Activists rejoiced last week when a hard-fought battle over international standards for labeling genetically modified food came to an end — finally — after decades of debate.
But the agreement, which many say opens the door for labels to be placed on such foods, will probably have little effect on food labels in the U.S. for the foreseeable future.
And that could be a good thing, some scientists said.
“The public gets bogged down on whether [crops are] genetically engineered or not. We think that’s a distraction,” said Pamela Ronald, a professor of plant pathology at UC Davis. “The consumer needs to know: Is it safe to eat?”
Delegates to the so-called Codex Alimentarius Commission, a body created in 1963 by the United Nations to set voluntary standards for food safety and handling, have been arguing over labels for genetically engineered food for the better part of 20 years.
Concerned that the biotech food is not adequately tested and could be unsafe for people or the environment, some countries, particularly ones in Europe, have pushed for mandatory labeling. Others, including the U.S., have argued that such labels are misleading because the genetically modified products that are on the market have been thoroughly tested and deemed safe.
Requiring that genetically engineered foods be labeled as such would be unfair, said Nathan Field, director of biotechnology and economic analysis at the National Corn Growers Assn. in St. Louis, echoing the feelings of many in the food production industry.
--------------------------------
What is required: According to the article on genetically modified food labeling, in what year did the United Nations create the Codex Alimentarius Commission? The rows that follow have no connection to the text.

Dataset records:
--------------------------------
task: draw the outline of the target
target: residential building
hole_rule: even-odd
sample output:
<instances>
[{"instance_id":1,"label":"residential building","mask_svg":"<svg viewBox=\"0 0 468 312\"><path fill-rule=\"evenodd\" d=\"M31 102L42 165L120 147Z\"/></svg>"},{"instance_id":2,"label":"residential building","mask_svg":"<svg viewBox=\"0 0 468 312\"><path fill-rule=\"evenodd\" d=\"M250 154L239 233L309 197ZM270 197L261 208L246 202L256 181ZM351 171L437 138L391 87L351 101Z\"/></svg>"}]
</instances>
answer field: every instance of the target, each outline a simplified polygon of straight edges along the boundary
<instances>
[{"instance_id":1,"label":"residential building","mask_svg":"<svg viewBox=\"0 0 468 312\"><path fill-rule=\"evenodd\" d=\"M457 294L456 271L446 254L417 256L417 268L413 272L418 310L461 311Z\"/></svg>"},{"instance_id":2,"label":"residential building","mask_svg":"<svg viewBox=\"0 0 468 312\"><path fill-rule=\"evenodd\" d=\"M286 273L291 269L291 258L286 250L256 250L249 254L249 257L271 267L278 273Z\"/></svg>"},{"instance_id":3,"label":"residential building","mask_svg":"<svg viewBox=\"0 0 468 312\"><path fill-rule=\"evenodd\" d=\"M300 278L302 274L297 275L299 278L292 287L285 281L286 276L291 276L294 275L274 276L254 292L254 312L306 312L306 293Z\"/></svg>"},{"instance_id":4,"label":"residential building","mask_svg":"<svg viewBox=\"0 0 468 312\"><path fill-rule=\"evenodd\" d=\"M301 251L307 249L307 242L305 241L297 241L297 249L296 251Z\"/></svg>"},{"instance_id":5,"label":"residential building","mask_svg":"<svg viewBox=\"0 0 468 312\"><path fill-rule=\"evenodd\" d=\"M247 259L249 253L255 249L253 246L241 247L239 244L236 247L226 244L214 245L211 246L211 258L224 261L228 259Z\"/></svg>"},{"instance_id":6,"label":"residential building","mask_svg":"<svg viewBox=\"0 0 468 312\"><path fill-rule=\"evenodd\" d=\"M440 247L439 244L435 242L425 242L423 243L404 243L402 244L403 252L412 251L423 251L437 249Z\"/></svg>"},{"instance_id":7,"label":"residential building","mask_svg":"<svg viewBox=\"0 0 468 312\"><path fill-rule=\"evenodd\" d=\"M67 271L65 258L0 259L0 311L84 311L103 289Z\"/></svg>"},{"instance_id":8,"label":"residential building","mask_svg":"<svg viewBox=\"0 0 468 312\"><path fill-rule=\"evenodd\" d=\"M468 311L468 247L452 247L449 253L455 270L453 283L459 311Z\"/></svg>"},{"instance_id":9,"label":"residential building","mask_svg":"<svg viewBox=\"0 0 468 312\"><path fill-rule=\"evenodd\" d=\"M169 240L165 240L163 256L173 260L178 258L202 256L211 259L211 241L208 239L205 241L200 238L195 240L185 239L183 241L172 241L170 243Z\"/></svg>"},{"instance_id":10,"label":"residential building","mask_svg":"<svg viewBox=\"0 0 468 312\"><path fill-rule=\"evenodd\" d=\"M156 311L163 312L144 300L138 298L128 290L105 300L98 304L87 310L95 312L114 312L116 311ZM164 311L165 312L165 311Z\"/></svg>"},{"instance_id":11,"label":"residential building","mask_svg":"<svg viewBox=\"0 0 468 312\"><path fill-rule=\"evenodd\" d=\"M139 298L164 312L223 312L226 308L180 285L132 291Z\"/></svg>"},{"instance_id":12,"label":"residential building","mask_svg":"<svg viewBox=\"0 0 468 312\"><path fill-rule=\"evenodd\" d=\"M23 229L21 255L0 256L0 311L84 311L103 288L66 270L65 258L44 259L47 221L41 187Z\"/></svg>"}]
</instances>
--------------------------------
Answer to this problem: 1963